- Prompt: Produce word for word the lines of the data below running from the one that has "point(111, 289)" to the one that has "point(371, 227)", inclusive, and no others.

*** Begin section ***

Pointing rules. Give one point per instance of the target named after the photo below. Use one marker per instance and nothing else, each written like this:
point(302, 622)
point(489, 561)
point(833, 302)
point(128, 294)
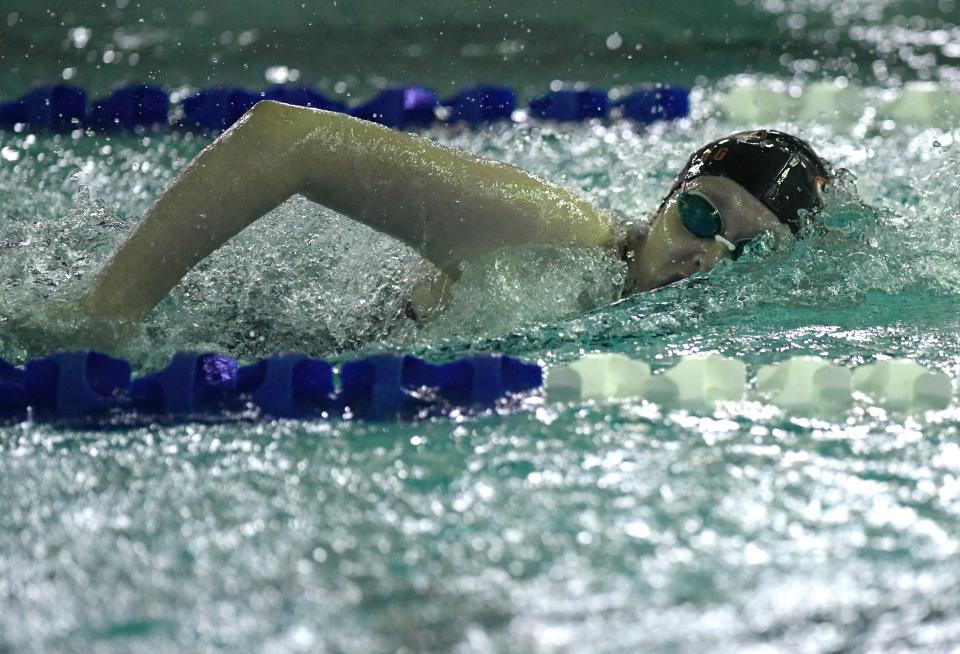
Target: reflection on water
point(560, 528)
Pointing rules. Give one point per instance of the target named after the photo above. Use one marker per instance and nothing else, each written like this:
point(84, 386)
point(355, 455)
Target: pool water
point(602, 527)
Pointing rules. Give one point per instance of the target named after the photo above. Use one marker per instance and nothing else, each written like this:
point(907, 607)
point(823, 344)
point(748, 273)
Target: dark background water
point(357, 45)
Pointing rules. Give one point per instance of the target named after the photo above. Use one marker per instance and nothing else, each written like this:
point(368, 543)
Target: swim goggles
point(702, 219)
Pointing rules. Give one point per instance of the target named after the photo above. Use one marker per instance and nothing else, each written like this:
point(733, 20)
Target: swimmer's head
point(730, 191)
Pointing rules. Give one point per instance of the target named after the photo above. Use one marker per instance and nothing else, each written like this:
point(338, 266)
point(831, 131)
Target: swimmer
point(451, 206)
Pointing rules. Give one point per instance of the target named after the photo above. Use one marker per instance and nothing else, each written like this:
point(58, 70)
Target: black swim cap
point(778, 169)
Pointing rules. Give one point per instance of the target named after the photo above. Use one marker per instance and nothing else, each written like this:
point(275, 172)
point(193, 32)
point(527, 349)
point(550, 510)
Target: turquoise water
point(601, 527)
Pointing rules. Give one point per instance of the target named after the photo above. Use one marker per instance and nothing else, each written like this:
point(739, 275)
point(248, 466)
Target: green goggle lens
point(699, 216)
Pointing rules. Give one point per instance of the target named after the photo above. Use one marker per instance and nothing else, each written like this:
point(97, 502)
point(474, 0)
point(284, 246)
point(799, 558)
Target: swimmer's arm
point(449, 205)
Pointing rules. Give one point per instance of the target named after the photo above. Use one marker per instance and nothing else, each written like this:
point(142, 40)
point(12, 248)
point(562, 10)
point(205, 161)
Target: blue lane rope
point(92, 389)
point(63, 108)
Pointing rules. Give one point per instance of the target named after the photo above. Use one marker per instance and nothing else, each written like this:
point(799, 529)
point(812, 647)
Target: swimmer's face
point(671, 252)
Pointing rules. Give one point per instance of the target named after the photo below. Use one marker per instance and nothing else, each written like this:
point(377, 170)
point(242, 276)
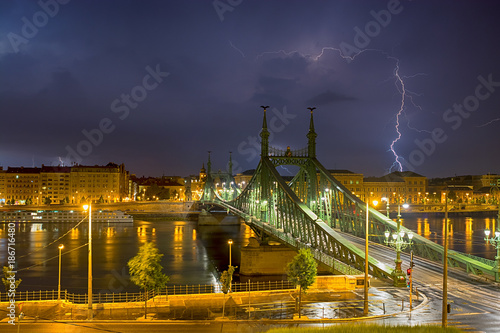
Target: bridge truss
point(304, 213)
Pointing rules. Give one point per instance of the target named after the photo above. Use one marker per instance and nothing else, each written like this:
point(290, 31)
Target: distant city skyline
point(157, 84)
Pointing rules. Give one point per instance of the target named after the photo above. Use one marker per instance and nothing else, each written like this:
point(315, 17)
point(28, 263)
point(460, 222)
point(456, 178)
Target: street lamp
point(61, 246)
point(387, 206)
point(89, 311)
point(398, 242)
point(495, 241)
point(230, 242)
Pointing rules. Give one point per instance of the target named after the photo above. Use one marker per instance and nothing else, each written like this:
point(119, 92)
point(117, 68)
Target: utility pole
point(445, 266)
point(365, 308)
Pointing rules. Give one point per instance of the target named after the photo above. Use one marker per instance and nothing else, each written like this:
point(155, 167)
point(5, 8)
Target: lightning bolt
point(237, 49)
point(489, 122)
point(401, 89)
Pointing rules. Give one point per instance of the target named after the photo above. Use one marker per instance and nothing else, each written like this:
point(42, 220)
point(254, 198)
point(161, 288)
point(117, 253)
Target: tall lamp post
point(61, 246)
point(230, 242)
point(397, 241)
point(89, 312)
point(387, 206)
point(365, 306)
point(495, 241)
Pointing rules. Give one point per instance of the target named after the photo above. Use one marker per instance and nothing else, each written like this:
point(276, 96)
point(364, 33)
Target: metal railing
point(51, 295)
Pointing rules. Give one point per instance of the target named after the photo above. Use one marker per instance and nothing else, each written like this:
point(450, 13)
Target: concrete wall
point(337, 282)
point(265, 259)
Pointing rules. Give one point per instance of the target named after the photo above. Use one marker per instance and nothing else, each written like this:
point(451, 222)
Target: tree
point(302, 271)
point(6, 274)
point(146, 271)
point(226, 279)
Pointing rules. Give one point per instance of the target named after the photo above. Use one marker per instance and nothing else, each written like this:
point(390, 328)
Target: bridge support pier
point(269, 258)
point(216, 219)
point(264, 259)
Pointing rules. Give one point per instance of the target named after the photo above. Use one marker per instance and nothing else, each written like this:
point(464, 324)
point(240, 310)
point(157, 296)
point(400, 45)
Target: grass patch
point(362, 328)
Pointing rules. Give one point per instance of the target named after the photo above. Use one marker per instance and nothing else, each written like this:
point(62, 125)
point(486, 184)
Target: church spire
point(311, 136)
point(264, 135)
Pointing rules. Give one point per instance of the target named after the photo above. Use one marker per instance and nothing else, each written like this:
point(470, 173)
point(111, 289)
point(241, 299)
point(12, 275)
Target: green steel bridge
point(304, 212)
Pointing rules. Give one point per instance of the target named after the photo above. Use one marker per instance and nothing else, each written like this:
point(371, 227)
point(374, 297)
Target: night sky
point(156, 84)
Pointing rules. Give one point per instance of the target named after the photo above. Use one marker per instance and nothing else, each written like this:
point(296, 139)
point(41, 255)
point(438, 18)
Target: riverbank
point(278, 305)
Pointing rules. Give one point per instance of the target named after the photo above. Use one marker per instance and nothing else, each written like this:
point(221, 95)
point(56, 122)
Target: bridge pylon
point(306, 212)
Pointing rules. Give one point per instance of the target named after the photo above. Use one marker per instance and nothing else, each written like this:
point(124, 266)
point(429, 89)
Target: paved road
point(475, 303)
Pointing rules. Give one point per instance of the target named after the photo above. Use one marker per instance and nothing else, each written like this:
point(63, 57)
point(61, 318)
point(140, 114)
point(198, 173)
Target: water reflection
point(192, 254)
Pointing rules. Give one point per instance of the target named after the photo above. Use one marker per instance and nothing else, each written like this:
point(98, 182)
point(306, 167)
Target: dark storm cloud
point(327, 97)
point(64, 80)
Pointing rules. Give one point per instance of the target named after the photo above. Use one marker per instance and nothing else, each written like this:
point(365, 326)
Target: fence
point(51, 295)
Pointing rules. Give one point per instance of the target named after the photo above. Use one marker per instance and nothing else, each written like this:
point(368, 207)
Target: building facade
point(60, 185)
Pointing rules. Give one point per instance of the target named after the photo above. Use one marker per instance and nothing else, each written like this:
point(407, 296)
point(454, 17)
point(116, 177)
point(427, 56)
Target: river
point(192, 254)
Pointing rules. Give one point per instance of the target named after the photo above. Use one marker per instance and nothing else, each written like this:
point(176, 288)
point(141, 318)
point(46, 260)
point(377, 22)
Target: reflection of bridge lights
point(495, 241)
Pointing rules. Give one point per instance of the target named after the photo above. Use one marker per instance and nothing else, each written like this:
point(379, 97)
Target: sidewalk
point(273, 305)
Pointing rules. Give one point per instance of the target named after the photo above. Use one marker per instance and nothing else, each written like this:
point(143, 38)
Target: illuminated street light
point(495, 241)
point(387, 207)
point(230, 242)
point(61, 246)
point(398, 242)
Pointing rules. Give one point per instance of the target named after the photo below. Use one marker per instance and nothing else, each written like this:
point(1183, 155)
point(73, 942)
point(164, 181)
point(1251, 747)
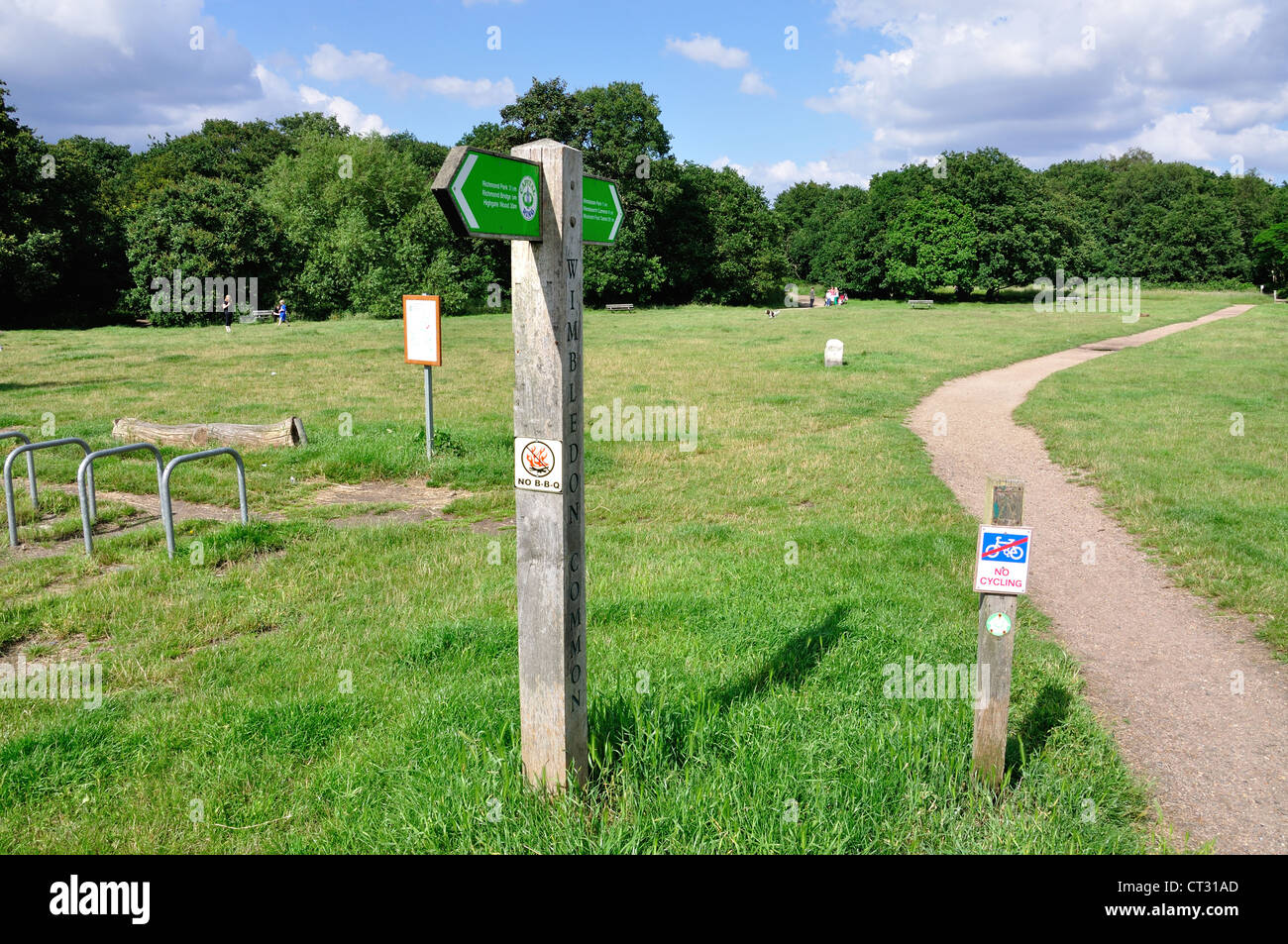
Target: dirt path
point(1158, 661)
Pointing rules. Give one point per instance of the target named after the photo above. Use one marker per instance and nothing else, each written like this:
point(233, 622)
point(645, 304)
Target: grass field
point(735, 699)
point(1188, 441)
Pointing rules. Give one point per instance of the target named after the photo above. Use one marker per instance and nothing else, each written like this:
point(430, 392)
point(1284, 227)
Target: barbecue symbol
point(537, 459)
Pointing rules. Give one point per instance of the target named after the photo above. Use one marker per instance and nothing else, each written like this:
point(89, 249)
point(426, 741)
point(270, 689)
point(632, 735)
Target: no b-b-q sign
point(539, 465)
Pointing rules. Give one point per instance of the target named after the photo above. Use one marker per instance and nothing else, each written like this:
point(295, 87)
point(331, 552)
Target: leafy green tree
point(1270, 249)
point(1020, 228)
point(931, 244)
point(197, 230)
point(360, 222)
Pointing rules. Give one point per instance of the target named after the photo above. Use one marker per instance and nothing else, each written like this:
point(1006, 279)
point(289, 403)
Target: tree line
point(339, 223)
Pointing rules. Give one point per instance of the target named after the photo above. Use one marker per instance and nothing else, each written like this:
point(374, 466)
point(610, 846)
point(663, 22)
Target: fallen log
point(288, 432)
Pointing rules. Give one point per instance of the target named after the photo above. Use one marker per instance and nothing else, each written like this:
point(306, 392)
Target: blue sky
point(872, 84)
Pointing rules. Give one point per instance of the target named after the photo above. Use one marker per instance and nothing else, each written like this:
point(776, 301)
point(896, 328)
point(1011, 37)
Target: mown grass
point(735, 698)
point(1188, 439)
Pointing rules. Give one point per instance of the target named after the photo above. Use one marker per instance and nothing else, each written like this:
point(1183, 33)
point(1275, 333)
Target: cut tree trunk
point(288, 432)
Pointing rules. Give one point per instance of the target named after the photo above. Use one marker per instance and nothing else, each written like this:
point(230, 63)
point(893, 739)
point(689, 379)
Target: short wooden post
point(993, 653)
point(552, 530)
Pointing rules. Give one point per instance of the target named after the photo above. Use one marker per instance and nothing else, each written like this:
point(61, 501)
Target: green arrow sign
point(601, 210)
point(489, 196)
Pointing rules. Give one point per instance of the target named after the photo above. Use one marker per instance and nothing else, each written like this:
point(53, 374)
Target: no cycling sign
point(1003, 559)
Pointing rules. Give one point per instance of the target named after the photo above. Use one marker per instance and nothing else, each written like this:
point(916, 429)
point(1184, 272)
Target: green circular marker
point(999, 623)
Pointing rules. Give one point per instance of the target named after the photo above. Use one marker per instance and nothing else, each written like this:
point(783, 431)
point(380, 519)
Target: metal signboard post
point(423, 344)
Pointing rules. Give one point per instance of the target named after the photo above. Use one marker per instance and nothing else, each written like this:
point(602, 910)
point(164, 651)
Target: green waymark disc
point(999, 623)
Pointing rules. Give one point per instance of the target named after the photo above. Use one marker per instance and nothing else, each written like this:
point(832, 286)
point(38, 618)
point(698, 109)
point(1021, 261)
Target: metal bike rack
point(167, 514)
point(31, 462)
point(8, 479)
point(88, 500)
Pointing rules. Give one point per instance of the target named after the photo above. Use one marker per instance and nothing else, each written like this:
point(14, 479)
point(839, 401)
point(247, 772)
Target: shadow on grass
point(1048, 712)
point(670, 736)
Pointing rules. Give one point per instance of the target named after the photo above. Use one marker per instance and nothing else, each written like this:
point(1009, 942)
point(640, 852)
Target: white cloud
point(777, 176)
point(1069, 78)
point(330, 64)
point(752, 84)
point(709, 50)
point(127, 69)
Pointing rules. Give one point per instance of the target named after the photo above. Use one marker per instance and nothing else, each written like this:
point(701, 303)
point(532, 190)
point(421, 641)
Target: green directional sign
point(489, 196)
point(601, 210)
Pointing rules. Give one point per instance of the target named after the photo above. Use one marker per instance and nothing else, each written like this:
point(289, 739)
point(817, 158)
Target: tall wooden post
point(993, 653)
point(552, 531)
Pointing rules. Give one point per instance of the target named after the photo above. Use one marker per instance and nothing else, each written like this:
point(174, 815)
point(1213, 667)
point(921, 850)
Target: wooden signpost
point(996, 630)
point(490, 200)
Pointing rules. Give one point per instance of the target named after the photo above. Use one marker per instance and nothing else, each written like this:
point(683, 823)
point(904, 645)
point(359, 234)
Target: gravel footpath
point(1159, 664)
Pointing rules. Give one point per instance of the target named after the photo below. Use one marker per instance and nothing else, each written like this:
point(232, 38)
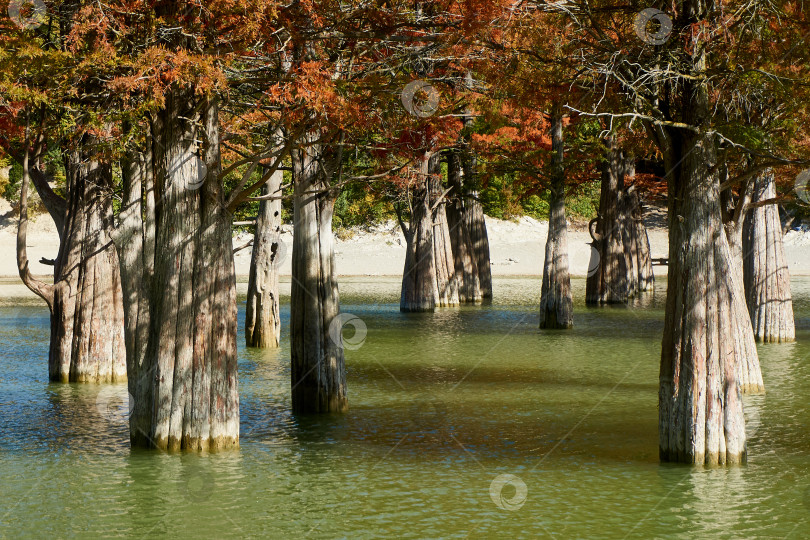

*** End section ***

- Written solution:
point(111, 289)
point(241, 299)
point(12, 275)
Target: green steel bridge
point(304, 212)
Pointing rules. Give one point per instance of the target named after the photo above. Use one marker per instance and nothing else, each written like this:
point(371, 227)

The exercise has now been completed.